- [Your instructions]: Write the entries below again, precisely as they appear.

-- Data for the task follows --

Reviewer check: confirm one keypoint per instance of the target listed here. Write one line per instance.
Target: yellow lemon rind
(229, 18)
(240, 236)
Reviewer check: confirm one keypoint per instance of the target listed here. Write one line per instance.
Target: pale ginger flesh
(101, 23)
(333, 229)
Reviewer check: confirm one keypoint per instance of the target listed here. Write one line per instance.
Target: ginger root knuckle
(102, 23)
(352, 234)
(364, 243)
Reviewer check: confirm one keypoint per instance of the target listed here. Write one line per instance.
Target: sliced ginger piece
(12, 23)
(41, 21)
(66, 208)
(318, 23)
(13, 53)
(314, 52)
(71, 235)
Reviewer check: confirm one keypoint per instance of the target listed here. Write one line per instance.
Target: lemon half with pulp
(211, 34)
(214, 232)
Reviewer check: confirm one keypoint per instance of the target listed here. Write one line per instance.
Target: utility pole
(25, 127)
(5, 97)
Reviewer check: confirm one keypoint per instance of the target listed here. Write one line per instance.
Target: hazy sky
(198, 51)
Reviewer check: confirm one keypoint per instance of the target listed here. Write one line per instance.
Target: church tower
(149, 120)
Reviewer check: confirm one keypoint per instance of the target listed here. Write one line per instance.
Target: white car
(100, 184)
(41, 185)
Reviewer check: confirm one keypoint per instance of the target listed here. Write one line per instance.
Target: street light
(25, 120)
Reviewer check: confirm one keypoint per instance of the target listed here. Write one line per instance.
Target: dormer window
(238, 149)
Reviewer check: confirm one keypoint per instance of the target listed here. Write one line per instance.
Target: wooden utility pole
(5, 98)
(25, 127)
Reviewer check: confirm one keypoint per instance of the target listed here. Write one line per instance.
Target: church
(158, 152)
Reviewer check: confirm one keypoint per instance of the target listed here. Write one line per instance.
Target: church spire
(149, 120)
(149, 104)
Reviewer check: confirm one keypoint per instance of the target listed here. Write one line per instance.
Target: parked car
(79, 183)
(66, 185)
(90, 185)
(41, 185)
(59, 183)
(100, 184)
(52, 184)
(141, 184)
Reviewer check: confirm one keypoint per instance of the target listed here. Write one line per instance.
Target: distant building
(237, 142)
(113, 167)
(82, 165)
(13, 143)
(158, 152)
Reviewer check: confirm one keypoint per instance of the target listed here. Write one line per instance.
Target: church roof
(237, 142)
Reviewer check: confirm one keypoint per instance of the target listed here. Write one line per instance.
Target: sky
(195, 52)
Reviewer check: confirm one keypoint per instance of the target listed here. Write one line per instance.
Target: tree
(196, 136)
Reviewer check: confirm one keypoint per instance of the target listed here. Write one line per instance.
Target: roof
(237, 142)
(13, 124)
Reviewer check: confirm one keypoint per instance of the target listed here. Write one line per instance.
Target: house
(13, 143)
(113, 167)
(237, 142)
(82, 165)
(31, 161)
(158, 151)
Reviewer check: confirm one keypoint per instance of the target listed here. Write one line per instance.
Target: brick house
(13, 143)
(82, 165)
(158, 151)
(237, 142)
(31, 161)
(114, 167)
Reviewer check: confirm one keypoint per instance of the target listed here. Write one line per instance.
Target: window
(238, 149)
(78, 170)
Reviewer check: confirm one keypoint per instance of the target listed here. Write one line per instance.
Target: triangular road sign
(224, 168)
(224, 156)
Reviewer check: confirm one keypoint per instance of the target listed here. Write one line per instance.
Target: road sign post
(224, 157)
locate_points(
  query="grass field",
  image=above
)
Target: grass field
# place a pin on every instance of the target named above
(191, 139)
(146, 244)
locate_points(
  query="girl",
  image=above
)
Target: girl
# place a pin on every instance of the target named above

-- Data for the task concluded --

- [Exercise result]:
Reviewer check: confirm one keypoint per instance of the target listed here. Write one line per instance.
Target: yellow lemon rind
(229, 18)
(240, 236)
Reviewer check: confirm one keypoint per instance of the target listed here. Write one line per instance.
Target: pale ginger flesh
(101, 23)
(333, 229)
Reviewer check: confirm one keypoint per instance of the target listed here. Write one line per instance.
Target: ginger root knuckle
(102, 23)
(352, 234)
(364, 243)
Reviewer check: confirm one keypoint per instance of the target listed here. Write one line per instance.
Target: sliced ginger piece
(12, 23)
(41, 21)
(66, 208)
(318, 23)
(13, 53)
(314, 52)
(71, 235)
Reviewer check: confirm one keypoint per instance of the target listed here. Write one line per instance.
Target: lemon half with pulp
(211, 34)
(214, 232)
Reviewer check: confirm one keypoint per instance of the target listed here. Write one line per instance.
Target: utility pole
(25, 127)
(5, 97)
Reviewer check: confirm one keypoint per instance of the target listed here. Write one line per instance.
Target: hazy sky
(198, 51)
Reviewer check: confirm one keypoint per instance of the target listed here. Write one line per instance.
Target: church tower
(149, 120)
Reviewer check: confirm one keypoint per instance of the target listed here. Write one line per instance.
Target: white car
(100, 184)
(41, 185)
Reviewer check: confirm one keypoint per instance of the target listed here. Write one line per instance.
Target: street light
(25, 120)
Reviewer check: confirm one keypoint per instance of the target listed here. Write one line per instance.
Target: dormer window
(238, 149)
Reviewer check: confirm one keypoint per instance of the target listed here. Write one line per instance.
Target: wooden utility pole
(5, 98)
(25, 127)
Reviewer check: confirm one keypoint per instance of the target listed here. Write one line per instance.
Target: church
(158, 152)
Reviewer check: confirm one keypoint per instance of the target listed here. Write one line per instance.
Target: church spire
(149, 120)
(149, 104)
Reviewer check: confirm one keypoint per instance of the target listed here. Write one line per instance.
Target: parked car
(79, 183)
(66, 185)
(90, 185)
(41, 185)
(59, 183)
(100, 184)
(52, 184)
(141, 184)
Reviewer check: confirm one keypoint per instance of the target listed here. Write one line per instance.
Target: distant building
(237, 142)
(113, 167)
(82, 165)
(13, 143)
(158, 152)
Reviewer check: confirm one keypoint per instance of the target listed here. Write one line per instance.
Target: church roof
(237, 142)
Reviewer check: confirm one keypoint per instance of the target listed here. Write one line per instance.
Target: sky
(195, 52)
Reviewer check: confirm one keypoint per instance of the target listed here. Write one line per instance.
Target: tree
(196, 136)
Reviewer check: confirm one keypoint per instance of the target listed here. Write one line per instance.
Target: roof
(237, 142)
(13, 124)
Reviewer check: confirm one keypoint per instance of the target listed here. Write one line per instance.
Target: house
(13, 143)
(113, 167)
(237, 142)
(82, 165)
(31, 161)
(158, 151)
Reviewer check: confirm one keypoint per instance of the target listed here. Write one line per instance.
Target: brick house
(13, 143)
(82, 165)
(158, 151)
(237, 142)
(31, 161)
(114, 167)
Reviewer check: confirm one keypoint per instance of the target listed here. Write one line per instance.
Target: window
(238, 149)
(78, 170)
Reviewer check: confirm one keypoint per instance of the target listed here. Write one line per instance.
Target: triangular road sign
(224, 168)
(224, 156)
Reviewer check: confirm one keypoint per instance of the target listed here. Write one line per instance.
Target: road sign post
(224, 157)
locate_points(
  query="grass field",
  image=above
)
Target: grass field
# place a pin on every instance of the target named above
(191, 139)
(146, 244)
locate_points(
  query="girl",
  image=above
)
Target: girl
# place a pin on every instance of the target named above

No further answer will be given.